● **ASSIGNMENT**: Skipping the images, transcribe each record below as it is.

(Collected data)

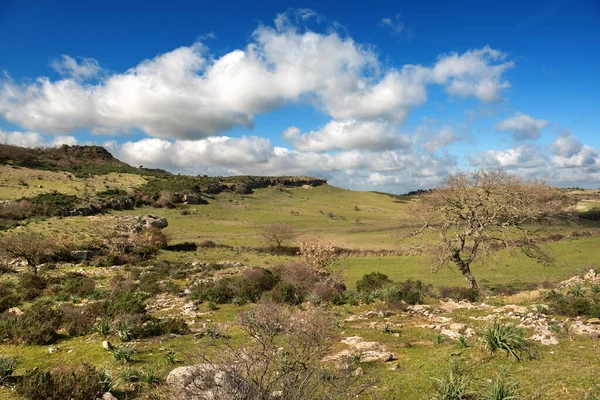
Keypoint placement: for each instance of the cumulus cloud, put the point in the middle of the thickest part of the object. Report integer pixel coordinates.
(189, 93)
(566, 162)
(34, 139)
(569, 152)
(395, 24)
(435, 140)
(257, 156)
(348, 134)
(524, 156)
(522, 126)
(477, 73)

● **YOUR SOLUTION**:
Keypoint placement: for each instance of the cumulus cloud, put the point in the middle of the thickest part of the object. Report integer pixel coordinates.
(189, 93)
(566, 162)
(34, 139)
(569, 152)
(395, 24)
(435, 140)
(257, 156)
(348, 134)
(524, 156)
(522, 126)
(477, 73)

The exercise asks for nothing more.